PROMPT: Write out the entries exactly, leaving out every picture.

GIVEN DATA:
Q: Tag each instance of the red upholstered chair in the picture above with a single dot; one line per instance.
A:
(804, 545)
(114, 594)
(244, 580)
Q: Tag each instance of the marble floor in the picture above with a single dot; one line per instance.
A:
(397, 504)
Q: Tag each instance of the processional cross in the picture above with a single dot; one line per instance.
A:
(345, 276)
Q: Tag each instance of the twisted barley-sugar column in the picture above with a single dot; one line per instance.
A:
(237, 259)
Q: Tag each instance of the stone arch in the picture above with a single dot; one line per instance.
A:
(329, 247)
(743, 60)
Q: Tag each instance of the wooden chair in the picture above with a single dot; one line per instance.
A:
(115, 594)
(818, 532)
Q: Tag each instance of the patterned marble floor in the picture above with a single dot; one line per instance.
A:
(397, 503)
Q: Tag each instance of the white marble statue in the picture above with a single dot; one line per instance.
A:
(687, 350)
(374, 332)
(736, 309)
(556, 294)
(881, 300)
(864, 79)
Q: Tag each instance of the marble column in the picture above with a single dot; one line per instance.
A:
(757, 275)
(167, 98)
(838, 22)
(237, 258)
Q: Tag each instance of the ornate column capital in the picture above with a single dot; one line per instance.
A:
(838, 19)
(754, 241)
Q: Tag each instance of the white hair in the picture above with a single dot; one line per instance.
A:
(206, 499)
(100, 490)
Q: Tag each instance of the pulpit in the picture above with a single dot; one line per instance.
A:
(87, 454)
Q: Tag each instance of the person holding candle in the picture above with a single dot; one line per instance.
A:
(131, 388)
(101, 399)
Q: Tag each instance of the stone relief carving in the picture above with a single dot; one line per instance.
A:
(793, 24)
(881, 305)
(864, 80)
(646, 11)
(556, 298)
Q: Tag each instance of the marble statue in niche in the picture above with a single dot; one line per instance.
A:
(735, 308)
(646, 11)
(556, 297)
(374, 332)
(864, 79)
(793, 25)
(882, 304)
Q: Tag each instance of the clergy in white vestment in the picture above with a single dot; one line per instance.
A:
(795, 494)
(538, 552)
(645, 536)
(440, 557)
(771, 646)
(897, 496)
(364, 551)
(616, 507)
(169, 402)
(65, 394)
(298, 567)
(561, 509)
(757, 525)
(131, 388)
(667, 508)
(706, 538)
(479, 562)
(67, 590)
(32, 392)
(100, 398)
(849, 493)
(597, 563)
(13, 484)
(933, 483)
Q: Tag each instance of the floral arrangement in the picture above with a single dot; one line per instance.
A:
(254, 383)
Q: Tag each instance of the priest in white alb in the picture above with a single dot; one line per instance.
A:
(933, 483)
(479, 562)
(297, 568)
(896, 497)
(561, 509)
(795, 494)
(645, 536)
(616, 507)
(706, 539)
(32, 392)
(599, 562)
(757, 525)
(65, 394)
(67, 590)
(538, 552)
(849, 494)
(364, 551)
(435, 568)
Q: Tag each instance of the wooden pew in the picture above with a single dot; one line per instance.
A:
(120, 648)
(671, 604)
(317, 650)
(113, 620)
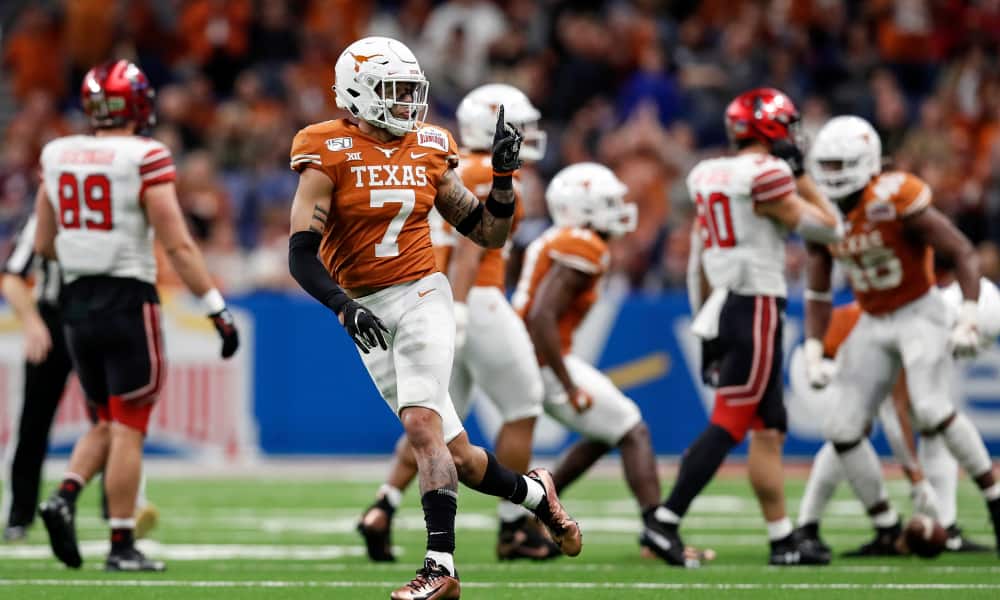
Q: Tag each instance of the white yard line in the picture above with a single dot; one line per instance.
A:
(582, 585)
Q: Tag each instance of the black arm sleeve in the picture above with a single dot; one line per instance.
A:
(306, 268)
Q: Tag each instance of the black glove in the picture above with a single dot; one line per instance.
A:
(789, 152)
(506, 146)
(226, 326)
(363, 327)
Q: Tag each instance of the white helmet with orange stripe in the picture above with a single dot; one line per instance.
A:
(380, 81)
(846, 155)
(477, 119)
(590, 195)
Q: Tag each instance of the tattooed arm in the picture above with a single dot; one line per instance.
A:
(478, 221)
(310, 208)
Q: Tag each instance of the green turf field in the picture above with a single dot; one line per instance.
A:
(277, 538)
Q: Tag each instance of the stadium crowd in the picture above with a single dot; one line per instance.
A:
(638, 85)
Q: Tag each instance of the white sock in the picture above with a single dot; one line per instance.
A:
(121, 523)
(510, 512)
(780, 529)
(140, 498)
(886, 518)
(665, 515)
(535, 493)
(443, 559)
(824, 477)
(862, 469)
(392, 494)
(942, 473)
(992, 493)
(966, 445)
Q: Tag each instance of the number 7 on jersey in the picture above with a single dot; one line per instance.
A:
(407, 198)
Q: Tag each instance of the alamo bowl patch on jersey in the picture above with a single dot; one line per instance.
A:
(432, 137)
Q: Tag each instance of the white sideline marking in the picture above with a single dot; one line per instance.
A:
(497, 585)
(198, 551)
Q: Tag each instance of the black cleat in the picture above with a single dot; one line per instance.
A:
(375, 527)
(957, 542)
(809, 537)
(13, 534)
(795, 550)
(131, 560)
(664, 540)
(59, 516)
(884, 544)
(994, 508)
(524, 539)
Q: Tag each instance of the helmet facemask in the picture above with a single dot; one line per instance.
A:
(396, 104)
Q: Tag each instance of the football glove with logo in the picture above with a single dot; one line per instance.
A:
(364, 328)
(789, 152)
(226, 326)
(506, 147)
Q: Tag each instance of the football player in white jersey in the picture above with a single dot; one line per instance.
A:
(746, 205)
(102, 199)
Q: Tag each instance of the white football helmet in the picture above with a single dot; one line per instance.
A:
(845, 156)
(372, 74)
(590, 195)
(477, 119)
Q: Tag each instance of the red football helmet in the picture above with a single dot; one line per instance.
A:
(763, 114)
(118, 92)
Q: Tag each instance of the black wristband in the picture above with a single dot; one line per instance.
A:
(500, 210)
(306, 268)
(469, 223)
(503, 182)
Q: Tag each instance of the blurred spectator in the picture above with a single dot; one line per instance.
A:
(33, 54)
(640, 85)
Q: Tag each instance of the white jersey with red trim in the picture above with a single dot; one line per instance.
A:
(95, 185)
(743, 252)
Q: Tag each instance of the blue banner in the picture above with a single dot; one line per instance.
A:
(312, 394)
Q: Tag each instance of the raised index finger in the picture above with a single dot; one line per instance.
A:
(501, 127)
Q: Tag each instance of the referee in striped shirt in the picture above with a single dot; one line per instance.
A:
(46, 369)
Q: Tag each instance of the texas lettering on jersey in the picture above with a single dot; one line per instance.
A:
(476, 171)
(887, 269)
(377, 232)
(574, 247)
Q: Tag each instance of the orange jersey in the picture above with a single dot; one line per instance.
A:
(842, 321)
(574, 247)
(376, 233)
(887, 269)
(476, 171)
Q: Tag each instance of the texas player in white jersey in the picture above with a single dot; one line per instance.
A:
(892, 233)
(360, 244)
(492, 348)
(103, 198)
(746, 205)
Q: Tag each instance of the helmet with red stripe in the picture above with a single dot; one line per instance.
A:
(116, 93)
(765, 115)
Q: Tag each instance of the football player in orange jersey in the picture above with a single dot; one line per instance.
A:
(557, 287)
(360, 244)
(498, 356)
(929, 467)
(892, 233)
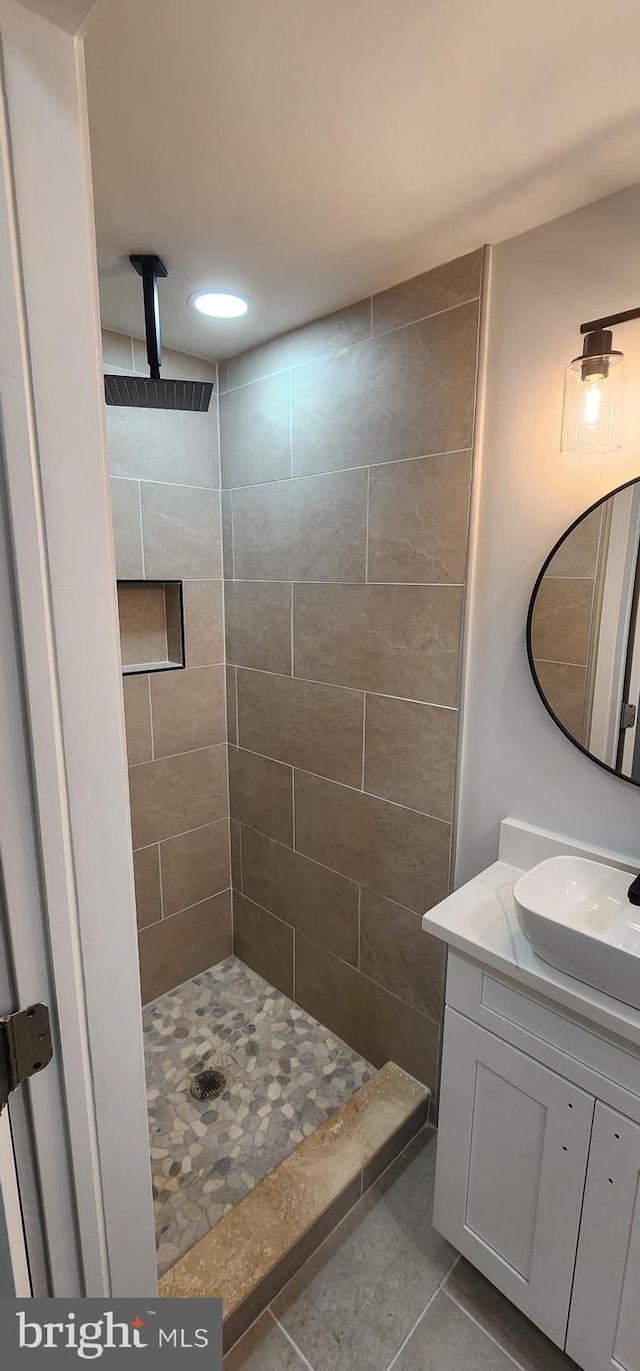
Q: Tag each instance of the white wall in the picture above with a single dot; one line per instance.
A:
(514, 760)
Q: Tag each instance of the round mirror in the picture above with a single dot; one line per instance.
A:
(583, 632)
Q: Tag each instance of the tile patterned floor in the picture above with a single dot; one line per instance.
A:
(285, 1074)
(387, 1292)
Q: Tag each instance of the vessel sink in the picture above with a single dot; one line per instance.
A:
(577, 917)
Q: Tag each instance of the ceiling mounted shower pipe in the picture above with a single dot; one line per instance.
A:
(152, 391)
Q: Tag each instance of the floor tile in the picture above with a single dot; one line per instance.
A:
(500, 1318)
(351, 1307)
(285, 1074)
(263, 1348)
(448, 1340)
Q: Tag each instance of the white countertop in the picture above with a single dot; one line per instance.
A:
(480, 920)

EXERCISE SOLUTION:
Q: Tag each instance of the red upholstered chair in the picture above with a single dot; one line per instance.
A:
(804, 545)
(114, 594)
(244, 580)
Q: Tag each instance of the marble floor in the picture above with a single dot; one line per instance.
A:
(397, 504)
Q: Tag each instance of the processional cross in the picture above with a single dot; one line per instance.
A:
(345, 276)
Q: Tag each instance of the twisted barley-sugar column in the picture above with a single dot; one line per instance.
A:
(237, 259)
Q: Tag each instance of the stone arch in the picture above with a single dot; one line per instance.
A:
(329, 247)
(743, 60)
Q: Tag each instance of the wooden chair in the picture above with a single dot; one line per instance.
A:
(115, 594)
(818, 532)
Q: Tag each instance of the patterned marble floor in the picture above with a single dot; one line per instance.
A:
(397, 503)
Q: Tag each instance of the white marble statue in the picture above with a single dot; one line per instance.
A:
(687, 350)
(374, 332)
(736, 309)
(556, 294)
(881, 300)
(864, 79)
Q: Tag each instance of the marble column in the picture above with a single dot; one line per instance.
A:
(757, 275)
(167, 98)
(838, 22)
(237, 258)
Q: Tag each instance of the ornate column capital in the picture above with a single dot; one line per instance.
A:
(838, 19)
(754, 241)
Q: Tag each instance of the white hair in the picture above with a single dot; one line per instance.
A:
(206, 499)
(100, 490)
Q: Tag each instance of the pulpit in the picture above with a single dot; one line per instance.
A:
(87, 454)
Q: Tag each instance of the person holding candle in the picture above with a single dot; one line per instance.
A:
(131, 388)
(101, 399)
Q: Tag each instance of the stone relief carving in the picture above with a single dot; one line per instance.
A:
(793, 24)
(881, 305)
(864, 80)
(646, 11)
(556, 298)
Q: Tag each instance of the marble statue in niche in the picture above with a single dot; one line per instance.
A:
(735, 308)
(646, 11)
(556, 297)
(374, 332)
(864, 79)
(793, 25)
(882, 304)
Q: Tag each instance of the clergy in white vestment in the picture above with a single dot; one line per instance.
A:
(795, 494)
(538, 552)
(645, 536)
(440, 557)
(771, 646)
(897, 496)
(364, 551)
(616, 507)
(169, 402)
(65, 394)
(298, 567)
(561, 509)
(757, 525)
(131, 388)
(667, 508)
(706, 538)
(479, 562)
(67, 590)
(32, 392)
(100, 398)
(849, 493)
(597, 563)
(13, 484)
(933, 483)
Q: Tag each instance of the floral arrangement in the picture above with a single dot; one line per instance.
A:
(254, 383)
Q: Tag each instance of the priest in white alb in the picture above with a single dot; one line per instance.
A:
(933, 483)
(479, 562)
(297, 568)
(896, 497)
(561, 509)
(795, 494)
(645, 536)
(616, 507)
(706, 539)
(32, 392)
(599, 562)
(757, 525)
(65, 394)
(67, 590)
(538, 552)
(849, 494)
(364, 551)
(435, 568)
Q: Tag each instance of the wooden pew in the picture above with a single dot; one line per instance.
A:
(120, 648)
(671, 604)
(317, 650)
(113, 620)
Q: Tag each instance of the white yard line in the picture above with a single dot; one line per instance.
A:
(582, 585)
Q: Tag each instance of the black arm sleeve in the picture above with a single dot; one line per instance.
A:
(306, 268)
Q: Tag each instance of the black glove in the picture above with a single dot; one line per instance.
A:
(789, 152)
(506, 146)
(226, 326)
(363, 327)
Q: Tag each instance of the white helmet with orange stripe in the picture above with a single dot; one line per instance.
A:
(380, 81)
(846, 155)
(477, 119)
(590, 195)
Q: Tag each instance of the tattooed arm in the picture above with a single dot; one line per instance.
A:
(478, 221)
(310, 208)
Q: Tag each instance of the green turf field in the picture above with a single dot; one line per instance.
A:
(277, 538)
Q: Tag each instance of the stadium crowd in the picture above with a single dot; one line per instance.
A:
(638, 85)
Q: Tag each instance of the white sock in the picture above with a single dot; one line per instance.
A:
(121, 523)
(510, 512)
(780, 529)
(140, 498)
(886, 518)
(665, 515)
(535, 493)
(443, 559)
(824, 477)
(862, 469)
(392, 494)
(942, 473)
(992, 493)
(966, 445)
Q: Tag each instance of the number 7 on jersey in the picture above with a single dot; one line per instance.
A:
(407, 198)
Q: Tag each instance of the alamo bowl patch on jersey in the picture above with a single dot; one line per instance.
A:
(432, 137)
Q: Tag each instance of the white sideline marking in the picture above with a single dot; one line per instance.
A:
(497, 585)
(198, 551)
Q: Tag each instance of the black cleat in the picture above with a single dot; one line per instance.
A:
(375, 527)
(957, 542)
(809, 537)
(13, 534)
(795, 550)
(131, 560)
(664, 540)
(59, 516)
(884, 544)
(994, 508)
(524, 539)
Q: Tag each instance of the helmet facemask in the picture above with a single dot; one line per instance.
A:
(396, 104)
Q: Tag each instance of the football glove with logo in the picture above with a single dot; one line per instance.
A:
(364, 328)
(789, 152)
(226, 326)
(506, 147)
Q: Tag each instance of the football player in white jersey in the picture above with a single dot; one line per instance.
A:
(746, 205)
(102, 199)
Q: Tag each instance of the white football helmet in the picture above with a single dot; one line per instance.
A:
(845, 156)
(372, 74)
(590, 195)
(477, 119)
Q: Tag each instance of the red football helmet in the picture above with a single dot; one line per instance.
A:
(763, 114)
(118, 92)
Q: Tag each instance of the black wristband in the picture above with a single dot; one line per instance.
A:
(500, 210)
(306, 268)
(469, 223)
(503, 182)
Q: Tag each instance of the blurred spectator in the picture above with a single dot; one line per instance.
A:
(33, 54)
(640, 85)
Q: Tag each instance of the white jersey with red trim in the picture above with a single dot; one line per instance.
A:
(95, 185)
(743, 252)
Q: Tag each instance of the blue banner in the picture above with a single dot; one line per instance.
A:
(312, 394)
Q: Tag each instance of the raised index finger in the picture above with a single dot; one line per instance.
A:
(501, 127)
Q: Tag each instance of the referee in striped shirt in the picture above with a single dot; one line per instance.
A:
(46, 369)
Q: Tag each instance of the texas lettering on jersey in the picture above with a single dot; one line per instance.
A:
(476, 171)
(887, 269)
(377, 232)
(574, 247)
Q: Tag each instance of the orange jersey in the picture above with a single dot; one line per instance.
A:
(842, 321)
(574, 247)
(376, 233)
(887, 269)
(476, 171)
Q: Tag each instance of the texas player in white jersey in the picture above with a single dot; one line per instance.
A:
(892, 233)
(360, 244)
(492, 348)
(103, 198)
(746, 205)
Q: Tag each instance of the helmet with red stripe in the picture above with a single dot; one line per instance.
A:
(116, 93)
(765, 115)
Q: Tag each instance of the football player in orange jersey in the picture above with a single dot; one line per instance.
A:
(557, 287)
(360, 244)
(498, 356)
(929, 467)
(892, 233)
Q: Tag each instance of the white wall in the picture above with a single dot; one line per instance.
A:
(514, 760)
Q: Tag each instance of the round mirror in the picture above with a single dot; one line per instance.
A:
(583, 632)
Q: Tag each instance of the tile patterned floor in the picture above with a single dot; one line per instance.
A:
(285, 1074)
(387, 1292)
Q: Tag each instance of the vessel sink in the picture above with a single dot; one line per instance.
A:
(577, 917)
Q: Tag each instance of the ceiling mounted shower pipe in the picture above with a single dot; one line per instance.
A:
(152, 391)
Q: Tag each instance of the floor tile in the picture above with a single dot; one line per instance.
A:
(500, 1318)
(351, 1307)
(285, 1074)
(263, 1348)
(448, 1340)
Q: Tag each instance of the white countertop in the picture above with a single dot; one line per instance.
A:
(480, 920)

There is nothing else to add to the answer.